» **Estratto fornito**

La storia del quartiere Scampia, una storia di emarginazione e violenza, come raccontato in Gomorra, ma anche di tante iniziative di resistenza e costruzione di un futuro diverso.
Di Tommaso Siviero
Quando si parla di Scampia, poche immagini corrono nella testa: camorra, droga, la sagoma inquietante delle Vele. Nelle orecchie risuona il rumore degli spari della faida. Gomorra. Chi non ha mai letto il libro di Saviano, o almeno visto il film e la serie che ne sono stati tratti? Il quartiere è legato a quell’immagine cristallizzata: del prima e del dopo non si sa nulla.
Come si è arrivati alla faida e, soprattutto, cos’è oggi Scampia sono interrogativi a cui spesso mancano le risposte. “[…] ho gli stessi occhi di Scampia” cantava dal palco dell’Ariston Enzo Avitabile, cantautore originario del quartiere, durante l’ultima edizione del festival di Sanremo.
Bisogna cercarli quegli occhi, troppo spesso ignorati, schiacciati da chi cercava solo le immagini forti dei morti, dello spaccio, per riuscire a capire davvero cos’è stata e cos’è oggi Scampia, oltre Gomorra.
Dalla nascita alla prima faida
“Scampia nasce grazie alla legge 167 del ’62 sull’edilizia agevolata” mi racconta Mirella La Magna del Gridas, centro sociale nato sul quartiere nell’81. “A luglio del ’72 iniziano gli espropri dei terreni: fino ad allora qua era zona di campi, masserizie e ruderi romani. Precedentemente erano stati edificati alcuni rioni che poi entreranno a far parte del quartiere, come il rione Monterosa, del secondo settennio del piano INA-Casa, e il rione ISES del ’68, nato dietro bando dell’Istituto di Sviluppo per l’Edilizia Sociale”.
I problemi arrivano con il terremoto dell’Irpinia del dicembre del ’80. 280.000 persone rimangono senza casa da un giorno all’altro.

» **Dati grezzi**
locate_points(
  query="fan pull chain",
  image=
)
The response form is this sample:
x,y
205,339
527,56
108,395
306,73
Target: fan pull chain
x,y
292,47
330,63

» **Consegna 1**
Secondo l'articolo su Scampia, quante persone rimasero senza casa dopo il terremoto dell'Irpinia del dicembre 1980?
» **Consegna 2**
Prosegui l'articolo su Scampia a partire dall'ultima frase riportata.

» **Risposta finale 1**
280.000 persone.

» **Risposta finale 2**
Il progetto del quartiere viene velocemente modificato: c’è bisogno urgente di nuovi alloggi. Gli uffici del centro direzionale previsto dal progetto originale, così come ogni altro spazio adibito a servizi o centro di ritrovo, lasciano il posto ad appartamenti. Nasce così la “167 di Secondigliano”, 21° circoscrizione e, dal 2006, VIII municipalità di Napoli: il quartiere conosciuto come Scampia, che oggi conta una popolazione tra i 60.000 e i 70.000 individui, tra residenti e abusivi.
Nasce come un ammasso di cemento armato e calcestruzzo, privo di qualsiasi tipo di servizio, sopra al quale troneggiano le sagome inconfondibili delle Vele. Progettate dall’architetto Francesco di Salvo, pensate per essere strutture all’avanguardia per l’epoca. 45 metri e 14 piani per ogni palazzina, costituita da due blocchi paralleli a gradoni e un grande vuoto centrale, che avrebbe dovuto portare luce ed aria ai vani degli appartamenti.
Per diversi problemi, la realizzazione non segue il progetto originale: cambiano la struttura e soprattutto la larghezza del vano centrale. Il risultato è un intrico di ballatoi, scale e passerelle che di fatto toglie ogni luce e ogni privacy agli abitanti. Gli spazi verdi, le zone comuni e i vani per i servizi sanitari e gli esercizi commerciali, presenti nel progetto originale, non vengono mai realizzati.
Tra occupazioni abusive e completa assenza di manutenzione, le vele sono diventate simbolo del degrado urbanistico e sociale di Scampia.
Il quartiere appena nato non aveva mezzi di trasporto che lo collegassero alla città – la metropolitana arriva solo nel ’95 – né strade praticabili: quelle presenti erano ancora montagne di terra smossa per gli allacciamenti di telefono, gas e acqua.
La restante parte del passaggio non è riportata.